Are you able to retype all the records below exactly?

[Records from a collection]
# # # # #

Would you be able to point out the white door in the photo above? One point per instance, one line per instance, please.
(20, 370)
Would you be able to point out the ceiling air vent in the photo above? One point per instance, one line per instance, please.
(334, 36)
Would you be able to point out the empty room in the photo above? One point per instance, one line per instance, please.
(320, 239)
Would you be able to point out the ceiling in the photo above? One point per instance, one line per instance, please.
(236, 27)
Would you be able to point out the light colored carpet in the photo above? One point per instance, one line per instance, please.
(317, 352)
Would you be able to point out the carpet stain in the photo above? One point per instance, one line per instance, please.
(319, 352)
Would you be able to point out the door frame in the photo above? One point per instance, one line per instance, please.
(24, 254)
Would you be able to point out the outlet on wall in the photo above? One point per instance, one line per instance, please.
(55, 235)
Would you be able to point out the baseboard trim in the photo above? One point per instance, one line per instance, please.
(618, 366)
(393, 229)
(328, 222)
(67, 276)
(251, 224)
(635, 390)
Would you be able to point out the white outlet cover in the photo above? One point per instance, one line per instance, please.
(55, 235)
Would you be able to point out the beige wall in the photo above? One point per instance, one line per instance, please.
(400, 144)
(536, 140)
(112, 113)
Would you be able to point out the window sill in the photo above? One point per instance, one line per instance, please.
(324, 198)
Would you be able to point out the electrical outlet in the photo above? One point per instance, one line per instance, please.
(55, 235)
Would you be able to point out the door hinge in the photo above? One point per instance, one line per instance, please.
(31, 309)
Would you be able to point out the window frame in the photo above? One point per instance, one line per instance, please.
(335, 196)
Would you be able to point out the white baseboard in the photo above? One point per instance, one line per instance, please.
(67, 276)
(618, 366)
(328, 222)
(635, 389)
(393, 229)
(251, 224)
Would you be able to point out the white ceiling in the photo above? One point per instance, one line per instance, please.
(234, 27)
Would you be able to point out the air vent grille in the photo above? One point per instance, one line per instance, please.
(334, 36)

# # # # #

Output of the task:
Would you be able to point out the white door in the photo above? One point per instance, one line per instance, please.
(20, 370)
Would you be able to point out the ceiling air vent in the photo above? One point per instance, one line per instance, please.
(334, 36)
Would you be able to point out the empty room in the photo above? One point per instance, one line per instance, please.
(320, 239)
Would you be able to point out the ceiling in the photo above? One point per instance, one line per instance, please.
(236, 27)
Would you be able to point out the light colored carpet in the photo above? One point per instance, one line per instance, please.
(317, 352)
Would you be able to point out the carpet stain in the photo above? One point per instance, one line per instance, please.
(319, 352)
Would you be able to point out the door frame in the photo above? One point per instance, one line per instance, please.
(24, 254)
Would you be able to point out the outlet on wall in the photo above? One point per instance, one line per instance, please.
(55, 235)
Would you be able to point out the baseboard trim in the photo above? One point per instance, one line per instance, please.
(618, 366)
(393, 229)
(328, 222)
(67, 276)
(251, 224)
(635, 390)
Would you be able to point out the white outlet cover in the photo above? One point per instance, one line per instance, please.
(55, 235)
Would you be able to point out the beige wall in the photo above? One point per instance, one line per instance, please.
(400, 144)
(536, 140)
(112, 113)
Would you be able to point out the window sill in the photo above? One point per instance, one line per instance, please.
(324, 198)
Would you be able to point out the electrical outlet in the photo above? One point per instance, one line per instance, please.
(55, 235)
Would you be able to point out the door hinge in the photo above? One point per instance, one line per instance, please.
(31, 309)
Would you be able to point out the window frame in the photo above? One point per instance, one line per instance, please.
(335, 196)
Would you be able to point out the white baseboard in the photo above? One point per instance, one line per instance, please.
(67, 276)
(618, 366)
(328, 222)
(635, 389)
(393, 229)
(251, 224)
Would you be able to point out the white ceiling in the photo above? One point per instance, one line per instance, please.
(234, 27)
Would you be able to point out the air vent grille in the photo above? One point per instance, one line per instance, please.
(334, 36)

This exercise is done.